• What the exercise asks
Across all lines of the entries, tally those with the word "religious" in them. The reply is the tally, by itself.

• Given data
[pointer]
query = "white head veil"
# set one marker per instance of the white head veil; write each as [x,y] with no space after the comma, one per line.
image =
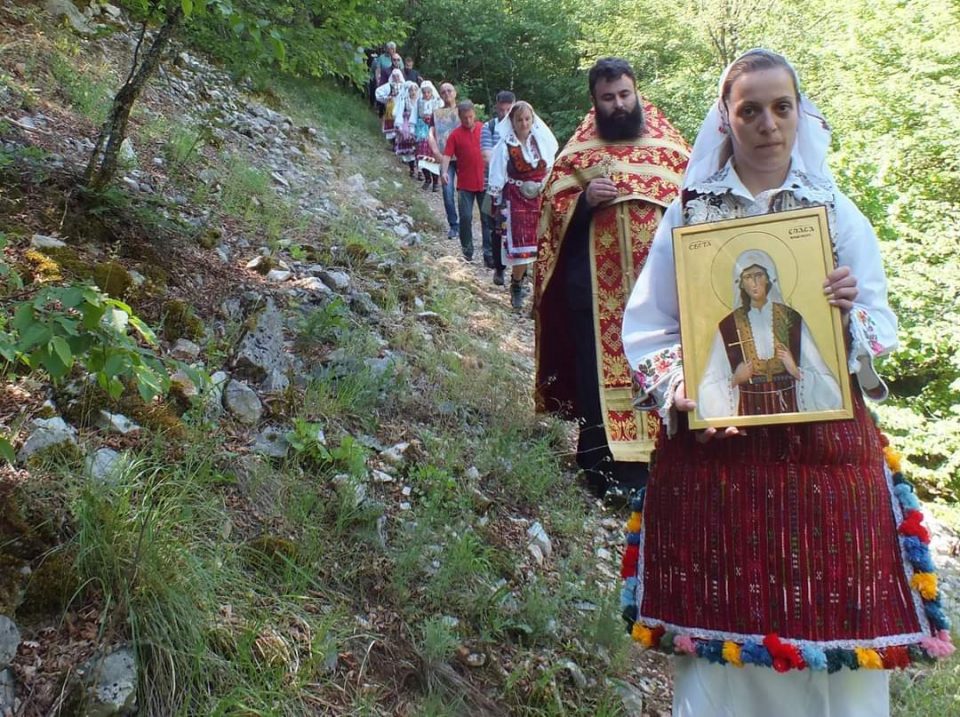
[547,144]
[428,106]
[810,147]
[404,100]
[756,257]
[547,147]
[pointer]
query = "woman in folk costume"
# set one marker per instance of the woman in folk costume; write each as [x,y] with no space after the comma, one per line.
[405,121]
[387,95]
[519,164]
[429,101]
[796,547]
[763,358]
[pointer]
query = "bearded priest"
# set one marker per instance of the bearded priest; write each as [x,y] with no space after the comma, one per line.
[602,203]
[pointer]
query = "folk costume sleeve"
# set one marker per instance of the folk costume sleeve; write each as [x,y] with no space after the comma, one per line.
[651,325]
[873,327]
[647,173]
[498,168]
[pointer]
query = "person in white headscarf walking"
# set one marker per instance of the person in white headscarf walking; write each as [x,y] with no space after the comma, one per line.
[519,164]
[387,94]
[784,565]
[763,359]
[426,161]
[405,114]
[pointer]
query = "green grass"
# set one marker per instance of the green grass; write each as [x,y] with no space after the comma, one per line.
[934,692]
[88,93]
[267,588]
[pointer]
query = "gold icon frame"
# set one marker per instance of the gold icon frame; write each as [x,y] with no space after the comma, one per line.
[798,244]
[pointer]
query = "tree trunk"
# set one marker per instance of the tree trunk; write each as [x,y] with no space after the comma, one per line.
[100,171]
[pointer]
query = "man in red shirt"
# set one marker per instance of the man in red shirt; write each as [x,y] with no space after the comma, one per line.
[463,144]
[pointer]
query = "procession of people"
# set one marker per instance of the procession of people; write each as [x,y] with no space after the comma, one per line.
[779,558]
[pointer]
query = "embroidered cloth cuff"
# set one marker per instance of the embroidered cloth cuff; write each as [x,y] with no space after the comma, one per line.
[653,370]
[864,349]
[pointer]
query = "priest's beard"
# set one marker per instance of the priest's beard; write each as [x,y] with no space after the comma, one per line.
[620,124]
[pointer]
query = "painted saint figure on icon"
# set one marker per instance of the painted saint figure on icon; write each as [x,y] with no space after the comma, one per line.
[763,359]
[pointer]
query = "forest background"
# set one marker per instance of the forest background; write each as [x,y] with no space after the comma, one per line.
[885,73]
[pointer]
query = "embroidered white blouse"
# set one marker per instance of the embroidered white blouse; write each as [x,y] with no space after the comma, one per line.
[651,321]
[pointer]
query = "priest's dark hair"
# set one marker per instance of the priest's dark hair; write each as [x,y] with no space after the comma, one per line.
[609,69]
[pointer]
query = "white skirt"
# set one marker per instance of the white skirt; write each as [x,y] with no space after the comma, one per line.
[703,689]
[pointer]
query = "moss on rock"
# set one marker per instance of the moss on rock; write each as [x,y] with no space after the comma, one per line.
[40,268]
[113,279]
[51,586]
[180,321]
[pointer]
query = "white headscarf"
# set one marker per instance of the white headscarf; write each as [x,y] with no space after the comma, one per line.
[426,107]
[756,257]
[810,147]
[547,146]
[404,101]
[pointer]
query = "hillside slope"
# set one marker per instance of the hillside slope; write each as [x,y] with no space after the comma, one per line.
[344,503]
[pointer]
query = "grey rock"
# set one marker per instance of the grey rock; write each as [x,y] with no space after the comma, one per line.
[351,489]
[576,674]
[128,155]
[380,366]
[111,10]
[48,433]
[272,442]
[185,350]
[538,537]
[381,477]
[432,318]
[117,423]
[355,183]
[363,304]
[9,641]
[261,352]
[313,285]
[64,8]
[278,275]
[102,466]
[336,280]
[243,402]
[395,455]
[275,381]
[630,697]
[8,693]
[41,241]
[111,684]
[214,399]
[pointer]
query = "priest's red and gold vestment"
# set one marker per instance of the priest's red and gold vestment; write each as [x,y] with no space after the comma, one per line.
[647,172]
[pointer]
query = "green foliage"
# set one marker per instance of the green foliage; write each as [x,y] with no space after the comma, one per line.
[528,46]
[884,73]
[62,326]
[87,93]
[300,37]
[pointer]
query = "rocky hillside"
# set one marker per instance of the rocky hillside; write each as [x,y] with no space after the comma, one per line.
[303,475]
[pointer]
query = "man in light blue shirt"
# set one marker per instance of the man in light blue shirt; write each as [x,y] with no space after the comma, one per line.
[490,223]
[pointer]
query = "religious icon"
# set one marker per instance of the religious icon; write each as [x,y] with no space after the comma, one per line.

• Your response
2